------ Page text
I was really looking forward to Avery's study appt with Dr. Skinner and the team. Avery was enrolled in the study as soon as we got our diagnosis and our first visit was back in March. I met several families that weekend but it was all so new. Such a surreal experience. This time it was so different. So comfortable. So many faces I recognized from prior meetings and even from facebook. We ran into the Layton's, whom we had met in March and we feel so close to now. Leah and Avery had fun taking turns eating fruit and being silly. It was strange to sit with Maren and think we have only know each other for 6 months? And we have gone to Vegas already? wow.
So, we take Avery back to be weighed and measured first. And by measured I mean MEASURED. Not just her height but her bones! She hates this part. lots of screaming and kicking. I was surprised to find out she had grown about 2 inches but didnt gain much weight so her BMI had dropped a little. It is just over 14%. Once girls with Rett go below 13%, alternative feeding methods are discussed. So Im thinking of trying dairy with Avery again. We took her off b/c she was getting eczema. So i gave her yogurt tonight and we will see. Next we got to see Dr. Skinner who is a geneticist from SC. He is fantastic. So sweet with our girls. And just a great man, so smart but still able to relate to parents. we invited another mom (who was visiting from St Louis and planning to open a Rett clinic there) in to our appt with us. A woman I had JUST met. But that's what this family is like. Instant connection. We also got to meet with an orthopedic surgeon from Alabama. He told us that Avery had great muscle tone and that we didnt really need the inserts in her shoes. He loved the way her feet looked and was not concerned about her minor pronation. So we might try to take them out and see what happens. Then we got to go talk to Judy the communication specialist! She offered Avery a chance to use an eye gaze computer but unfortunately Avery was ready to leave. She was done. And I dont blame her. But I got lots of great ideas and feedback from Judy. More on that later! So we left. And as we were leaving we saw all of our favorite people-but off we went. We knew we would see them all the next day-at the much anticipated STROLLATHON!
------------
------ Extracted entries
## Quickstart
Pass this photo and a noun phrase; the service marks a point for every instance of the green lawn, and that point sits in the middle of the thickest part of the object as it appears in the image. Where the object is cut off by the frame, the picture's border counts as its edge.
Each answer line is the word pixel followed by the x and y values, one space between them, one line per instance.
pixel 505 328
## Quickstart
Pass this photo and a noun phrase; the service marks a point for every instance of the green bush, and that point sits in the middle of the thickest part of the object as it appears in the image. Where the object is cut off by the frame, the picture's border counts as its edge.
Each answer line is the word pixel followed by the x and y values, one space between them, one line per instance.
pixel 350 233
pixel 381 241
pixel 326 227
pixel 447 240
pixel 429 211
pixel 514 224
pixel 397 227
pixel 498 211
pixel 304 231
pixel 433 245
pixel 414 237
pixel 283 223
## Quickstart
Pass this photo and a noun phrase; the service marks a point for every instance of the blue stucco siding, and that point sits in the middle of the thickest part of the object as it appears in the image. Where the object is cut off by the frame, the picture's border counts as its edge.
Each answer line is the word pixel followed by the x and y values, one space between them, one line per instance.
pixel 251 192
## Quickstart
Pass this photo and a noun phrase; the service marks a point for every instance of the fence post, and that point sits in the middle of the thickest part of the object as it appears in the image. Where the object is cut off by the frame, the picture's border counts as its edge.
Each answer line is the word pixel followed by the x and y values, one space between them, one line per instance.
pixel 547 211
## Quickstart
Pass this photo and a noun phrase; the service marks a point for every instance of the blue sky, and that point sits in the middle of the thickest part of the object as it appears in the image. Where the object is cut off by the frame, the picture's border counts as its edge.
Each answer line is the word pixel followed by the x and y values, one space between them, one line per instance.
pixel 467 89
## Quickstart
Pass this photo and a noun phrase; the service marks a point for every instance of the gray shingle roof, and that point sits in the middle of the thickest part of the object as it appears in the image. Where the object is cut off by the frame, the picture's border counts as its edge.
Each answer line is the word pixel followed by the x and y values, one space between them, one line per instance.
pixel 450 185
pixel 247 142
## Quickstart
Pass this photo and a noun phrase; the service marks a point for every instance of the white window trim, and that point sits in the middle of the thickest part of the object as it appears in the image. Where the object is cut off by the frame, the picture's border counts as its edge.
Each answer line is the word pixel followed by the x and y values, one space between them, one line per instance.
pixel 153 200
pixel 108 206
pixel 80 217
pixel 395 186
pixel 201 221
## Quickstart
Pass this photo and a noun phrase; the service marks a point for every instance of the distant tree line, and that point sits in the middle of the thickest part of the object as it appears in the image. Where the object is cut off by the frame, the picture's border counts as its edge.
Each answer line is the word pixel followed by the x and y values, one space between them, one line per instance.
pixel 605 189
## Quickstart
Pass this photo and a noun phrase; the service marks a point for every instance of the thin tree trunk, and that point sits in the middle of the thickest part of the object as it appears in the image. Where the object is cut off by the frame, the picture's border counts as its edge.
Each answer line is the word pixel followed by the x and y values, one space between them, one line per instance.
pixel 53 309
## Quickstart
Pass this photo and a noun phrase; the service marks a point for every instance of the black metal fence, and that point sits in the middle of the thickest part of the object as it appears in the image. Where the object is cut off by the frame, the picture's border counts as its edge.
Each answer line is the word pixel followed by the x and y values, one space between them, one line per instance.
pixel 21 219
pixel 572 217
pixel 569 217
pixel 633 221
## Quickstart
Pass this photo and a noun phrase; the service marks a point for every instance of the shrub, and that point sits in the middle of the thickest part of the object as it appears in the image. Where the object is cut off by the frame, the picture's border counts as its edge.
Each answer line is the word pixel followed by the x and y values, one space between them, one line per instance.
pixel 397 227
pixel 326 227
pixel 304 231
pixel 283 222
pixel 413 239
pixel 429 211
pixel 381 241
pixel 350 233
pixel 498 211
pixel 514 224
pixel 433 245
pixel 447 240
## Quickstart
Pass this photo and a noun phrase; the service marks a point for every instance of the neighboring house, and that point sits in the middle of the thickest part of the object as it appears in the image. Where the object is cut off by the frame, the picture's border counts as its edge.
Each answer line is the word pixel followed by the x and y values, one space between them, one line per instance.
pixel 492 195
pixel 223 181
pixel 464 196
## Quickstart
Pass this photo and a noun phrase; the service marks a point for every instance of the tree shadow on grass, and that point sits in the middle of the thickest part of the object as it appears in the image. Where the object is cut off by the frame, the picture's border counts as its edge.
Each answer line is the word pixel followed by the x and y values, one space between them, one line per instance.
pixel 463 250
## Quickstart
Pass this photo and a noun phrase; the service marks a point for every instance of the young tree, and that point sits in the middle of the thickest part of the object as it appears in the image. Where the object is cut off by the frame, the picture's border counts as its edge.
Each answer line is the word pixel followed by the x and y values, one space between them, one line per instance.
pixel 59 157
------------
* **Check your understanding**
1 – From the post about Avery's study appointment, list each professional the family met at the appointment, along with the role or origin the post gives for them.
2 – Based on the post about Avery's study appointment, decide whether each statement is true: (a) Avery gained a good deal of weight since her last visit. (b) The orthopedic surgeon said Avery had great muscle tone. (c) Avery used the eye gaze computer during the visit.
3 – Extend the post about Avery's study appointment past its final sentence.

* **Responses to the exercise**
1 –
- Dr. Skinner: a geneticist from SC
- An orthopedic surgeon from Alabama (not named)
- Judy: the communication specialist

2 –
(a) No: "didnt gain much weight so her BMI had dropped a little"
(b) Yes: "He told us that Avery had great muscle tone"
(c) No: "She offered Avery a chance to use an eye gaze computer but unfortunately Avery was ready to leave."

3 –
that little goose at the Study

We showed up to set up with a packed car-I literally had tables millimeters from my head. the weather was WEIRD. clouds and sun and wind and sun again. but we made it.
we didnt know what to expect. we had 140 or so registered online. and we had 360 people! that count included children and babies, but STILL! 360? Wow! I counted 18 girls and women with Rett. Amazing.
im so thankful for all the help we had from some wonderful rett parents and siblings. we had incredible volunteers and committee members. we just couldnt have done any of it without each and every person we had. we had tons of food and drink and awesome faeries who face painted, music, fun crafts and temporary tattoos!
As 2pm approached I knew it was time for me to say a few words. this is not my favorite thing to do. i honestly would feel more comfortable getting a root canal than speak in public. so butterflies were making their way around my tummy. but I had to go. so up on the stairs i went and looked out to so many people all looking up at me. as luck would have it-we had no microphone and it was windy so Im certain only about 7 people heard what I said. that made it easier. and i didnt cry. i dont remember what I said as it was not at all what I had prepared but I did it without my voice even wavering. Im really proud of myself for that. I made Paige and Red stand up there with me. Im such a chicken.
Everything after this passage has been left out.